-- Text --
====================

Brendan,
Happy you've found your problem.
Using local with Inline modules is definitely tricky because there is
definitely a lot
going on behind the scenes.
Cheers,
Pat
----- Original Message -----
From: "Brendan W. McAdams" <[EMAIL PROTECTED]>
To: "Brendan W. McAdams" <[EMAIL PROTECTED]>; <[EMAIL PROTECTED]>
Sent: Saturday, May 04, 2002 8:47 PM
Subject: Re: Mod_Perl + Inline::Java woes continue
> OK, I think I've nailed it down.
>
> I am localizing $/ in order to slurp a template file from Apache::File...
>
> It seems like if the inline code is placed AFTER this local $/ my issues
> begin.
>
> After some testing with moving the code up and down, it appears to be
this.
>
>
> ----- Original Message -----
> From: "Brendan W. McAdams" <[EMAIL PROTECTED]>
> To: <[EMAIL PROTECTED]>
> Sent: Saturday, 04 May, 2002 19:16
> Subject: Mod_Perl + Inline::Java woes continue
>
>
> > Well, I'm digging through the code now; haven't heard back from Patrick
> yet
> > (last time i had a problem, he worked it out with me).
> >
> > It seems like mod_perl is missing the return message from Java that it
> > created the object.

====================

-- Given material --
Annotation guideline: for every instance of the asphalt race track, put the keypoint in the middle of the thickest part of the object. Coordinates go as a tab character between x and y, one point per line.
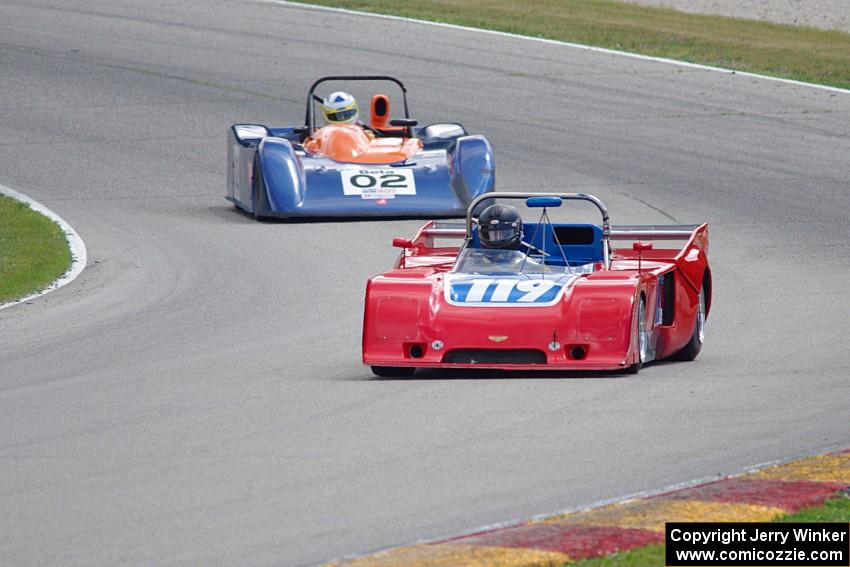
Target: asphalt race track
196	396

====================

-- What to work on --
List the field labels used in the quoted message headers of the email thread. The material has no connection to the email thread.

-- Exercise answer --
From, To, Sent, Subject